* Task requirements *
(1) Check each statement against the opinion piece about the Memorial war crimes report. For each, answer yes or no and quote the words from the piece that decide it.
(a) The report runs to 224 pages.
(b) The trip to Ukraine took place in January 2025.
(c) The discount card found in the man's wallet came from a pharmacy.
(2) Extend the opinion piece about the Memorial war crimes report, picking up after its last sentence.

* Text to read *

Opinion piece by Natalia Morozova, a lawyer for Memorial Human Rights Defence Centre.

Archived version

Remember how everyone recently laughed at the UN for publishing a tearful report saying that no one reads its reports? Well, I can tell you about a fresh report that will sadly be read by even fewer people than any UN document.

Because each of its 224 pages is filled with blood and torture. In every third paragraph, someone is being beaten or electrocuted. And when there’s no beating or torture, there’s a tedious explanation of Russian missile guidance systems and why international law prohibits using such systems at night for strikes on cities — even if the missiles are supposedly high-precision and aimed strictly at military targets.

This report from the Memorial Human Rights Center, titled “Ukraine: War Crimes of the Russian Aggressors,” presents the results of our trip to Ukraine in January 2025.

To give our report even a chance of getting as many views as the UN’s work, I won’t spoil where exactly we were, why we went or what we saw. But I will explain why it’s still worth reading, even if we were slow to publish.

At a time when peace plans, amnesties for war criminals and lifting various sanctions are being discussed, it is crucial to know and remember what Russia is doing in the occupied territories.

For example, Russian soldiers gouged a man’s eye out because they found a blue-and-yellow discount card from the Ukraina supermarket in his wallet. The card, they claimed, indicated sympathy for Nazism.

Other Russians mockingly staged a mass execution of several dozen people the day before withdrawing from Kherson.

* Listed records *
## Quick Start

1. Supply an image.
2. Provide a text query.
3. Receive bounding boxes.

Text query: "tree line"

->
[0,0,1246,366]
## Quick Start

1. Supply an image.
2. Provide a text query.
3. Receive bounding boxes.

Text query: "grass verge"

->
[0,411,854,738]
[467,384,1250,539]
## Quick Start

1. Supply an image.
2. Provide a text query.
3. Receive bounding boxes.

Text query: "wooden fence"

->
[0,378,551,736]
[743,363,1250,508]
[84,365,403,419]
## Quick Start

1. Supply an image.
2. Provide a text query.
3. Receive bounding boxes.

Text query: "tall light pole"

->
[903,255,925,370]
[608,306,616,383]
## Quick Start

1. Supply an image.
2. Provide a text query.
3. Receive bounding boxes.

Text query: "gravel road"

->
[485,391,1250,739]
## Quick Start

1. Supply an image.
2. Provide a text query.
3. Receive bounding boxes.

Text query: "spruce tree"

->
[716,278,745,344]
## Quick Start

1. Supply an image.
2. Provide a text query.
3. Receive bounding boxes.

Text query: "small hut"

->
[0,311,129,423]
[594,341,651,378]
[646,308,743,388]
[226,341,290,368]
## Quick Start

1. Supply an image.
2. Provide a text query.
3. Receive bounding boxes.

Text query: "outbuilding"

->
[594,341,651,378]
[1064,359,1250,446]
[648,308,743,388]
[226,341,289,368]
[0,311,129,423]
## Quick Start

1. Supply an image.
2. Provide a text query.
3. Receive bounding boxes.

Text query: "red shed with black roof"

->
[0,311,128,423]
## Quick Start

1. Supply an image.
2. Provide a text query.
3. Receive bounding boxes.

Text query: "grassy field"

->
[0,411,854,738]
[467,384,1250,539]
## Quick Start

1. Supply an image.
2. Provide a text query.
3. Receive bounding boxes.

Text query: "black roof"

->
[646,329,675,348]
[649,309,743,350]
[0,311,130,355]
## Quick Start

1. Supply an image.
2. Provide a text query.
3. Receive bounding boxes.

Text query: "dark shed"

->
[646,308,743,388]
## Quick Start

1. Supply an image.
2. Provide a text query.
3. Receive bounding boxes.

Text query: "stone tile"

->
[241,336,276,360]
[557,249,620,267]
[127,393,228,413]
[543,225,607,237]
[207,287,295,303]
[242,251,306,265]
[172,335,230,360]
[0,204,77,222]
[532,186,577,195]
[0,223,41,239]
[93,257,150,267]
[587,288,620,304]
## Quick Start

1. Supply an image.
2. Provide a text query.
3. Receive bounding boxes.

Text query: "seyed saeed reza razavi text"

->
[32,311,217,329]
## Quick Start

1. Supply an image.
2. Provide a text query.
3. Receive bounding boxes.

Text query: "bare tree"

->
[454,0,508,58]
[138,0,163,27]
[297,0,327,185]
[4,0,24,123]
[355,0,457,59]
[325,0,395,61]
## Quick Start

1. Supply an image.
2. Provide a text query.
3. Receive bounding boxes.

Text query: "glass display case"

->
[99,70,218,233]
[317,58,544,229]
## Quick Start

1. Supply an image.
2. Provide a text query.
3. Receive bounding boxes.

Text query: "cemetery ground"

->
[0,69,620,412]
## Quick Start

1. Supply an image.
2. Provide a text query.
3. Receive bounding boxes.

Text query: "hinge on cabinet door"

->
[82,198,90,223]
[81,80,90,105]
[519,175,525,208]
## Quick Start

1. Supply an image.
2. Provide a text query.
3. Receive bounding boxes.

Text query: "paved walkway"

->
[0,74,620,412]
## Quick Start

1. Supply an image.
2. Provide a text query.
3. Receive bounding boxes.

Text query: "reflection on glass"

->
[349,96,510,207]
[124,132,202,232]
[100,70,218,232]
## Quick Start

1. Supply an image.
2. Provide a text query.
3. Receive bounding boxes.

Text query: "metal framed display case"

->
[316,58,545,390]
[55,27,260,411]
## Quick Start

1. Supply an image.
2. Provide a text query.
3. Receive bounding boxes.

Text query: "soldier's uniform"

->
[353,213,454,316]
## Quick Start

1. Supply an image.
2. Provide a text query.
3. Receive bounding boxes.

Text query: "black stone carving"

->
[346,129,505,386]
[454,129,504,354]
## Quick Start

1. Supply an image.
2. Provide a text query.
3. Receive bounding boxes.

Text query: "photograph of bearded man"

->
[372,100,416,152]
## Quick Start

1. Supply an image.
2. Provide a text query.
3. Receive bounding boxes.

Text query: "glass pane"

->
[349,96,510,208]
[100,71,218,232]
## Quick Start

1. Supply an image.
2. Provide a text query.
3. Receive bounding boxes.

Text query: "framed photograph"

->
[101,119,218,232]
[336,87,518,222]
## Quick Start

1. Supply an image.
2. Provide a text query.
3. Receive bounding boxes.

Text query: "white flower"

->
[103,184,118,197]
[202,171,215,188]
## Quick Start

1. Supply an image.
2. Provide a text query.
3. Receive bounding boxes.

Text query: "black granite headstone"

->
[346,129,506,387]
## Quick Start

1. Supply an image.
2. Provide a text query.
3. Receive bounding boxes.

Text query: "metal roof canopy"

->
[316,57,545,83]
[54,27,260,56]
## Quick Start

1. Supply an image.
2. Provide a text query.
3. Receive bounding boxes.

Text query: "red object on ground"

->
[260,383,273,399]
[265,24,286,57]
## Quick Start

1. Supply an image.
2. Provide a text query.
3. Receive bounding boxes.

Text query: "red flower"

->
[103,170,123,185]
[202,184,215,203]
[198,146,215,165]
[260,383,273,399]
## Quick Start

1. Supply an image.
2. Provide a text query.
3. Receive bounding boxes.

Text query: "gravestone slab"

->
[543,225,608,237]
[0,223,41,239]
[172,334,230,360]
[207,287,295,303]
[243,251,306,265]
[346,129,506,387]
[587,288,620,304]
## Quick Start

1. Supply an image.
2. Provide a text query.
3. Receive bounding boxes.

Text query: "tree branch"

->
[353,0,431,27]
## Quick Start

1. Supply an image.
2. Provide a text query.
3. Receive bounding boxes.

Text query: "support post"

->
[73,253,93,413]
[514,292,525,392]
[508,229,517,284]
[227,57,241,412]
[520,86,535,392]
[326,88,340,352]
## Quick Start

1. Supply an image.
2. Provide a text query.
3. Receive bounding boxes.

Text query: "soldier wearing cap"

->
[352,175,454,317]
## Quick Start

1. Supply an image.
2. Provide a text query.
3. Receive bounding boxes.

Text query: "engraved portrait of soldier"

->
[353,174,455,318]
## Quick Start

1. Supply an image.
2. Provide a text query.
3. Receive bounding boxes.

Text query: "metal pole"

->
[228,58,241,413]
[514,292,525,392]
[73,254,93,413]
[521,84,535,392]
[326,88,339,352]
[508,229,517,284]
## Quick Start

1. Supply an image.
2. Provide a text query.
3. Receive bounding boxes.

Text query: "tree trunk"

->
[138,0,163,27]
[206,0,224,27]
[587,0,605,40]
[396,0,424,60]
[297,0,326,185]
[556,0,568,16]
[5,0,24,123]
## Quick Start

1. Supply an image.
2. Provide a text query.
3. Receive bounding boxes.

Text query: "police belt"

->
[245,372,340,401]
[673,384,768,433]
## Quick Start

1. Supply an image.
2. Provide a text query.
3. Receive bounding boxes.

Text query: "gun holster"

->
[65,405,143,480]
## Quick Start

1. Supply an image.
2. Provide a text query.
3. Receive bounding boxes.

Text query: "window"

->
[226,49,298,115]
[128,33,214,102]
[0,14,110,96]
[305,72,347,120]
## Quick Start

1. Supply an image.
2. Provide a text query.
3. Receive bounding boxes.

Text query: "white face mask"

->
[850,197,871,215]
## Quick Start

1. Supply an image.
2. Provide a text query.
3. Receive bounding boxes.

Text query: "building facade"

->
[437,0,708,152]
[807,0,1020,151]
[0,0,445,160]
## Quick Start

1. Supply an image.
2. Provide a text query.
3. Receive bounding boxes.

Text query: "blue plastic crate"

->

* The responses *
(1)
(a) Yes: "each of its 224 pages is filled with blood and torture."
(b) Yes: "presents the results of our trip to Ukraine in January 2025."
(c) No: "a blue-and-yellow discount card from the Ukraina supermarket in his wallet."

(2)
Others went a step further by actually executing three brothers simply because the eldest had once served in the Anti-Terrorist Operation (the Ukrainian mission to defend its territorial integrity in 2014-2018). The middle brother miraculously survived after a bullet hit him in the jaw. He crawled out of what was literally a mass grave, made his way back to the village by back roads and told them everything.

Russian soldiers also stole cars and engaged in other forms of looting and torture as brutal as their imagination can concoct. Always with taunts of “fascist” and “Banderite scum,” and the words, “And what made you think you can live better than us?”

...

This is the terror Russia establishes in the occupied territories.

...

Imagine being forced [as an inmate in a Russian penal colony] to stand motionless from six in the morning until eight in the evening without shifting your weight or leaning on anything. Move, and they beat you. This goes on for months while you develop varicose veins, ulcers or gangrene. This is how they torture people at the notorious Penal Colony No. 10 in Mordovia. In addition, prisoners have dogs set on them, suffer beatings and are forced to memorize “Katyusha” and the Russian national anthem.

...

We can now afford to say we warned you.

Although, as the dissident Alexander Esenin-Volpin liked to say, we did not “put logic into this system.” Therefore, it is pointless to look for it: a pattern of brutality is unmistakably visible from Chechnya through Georgia and Syria to Ukraine.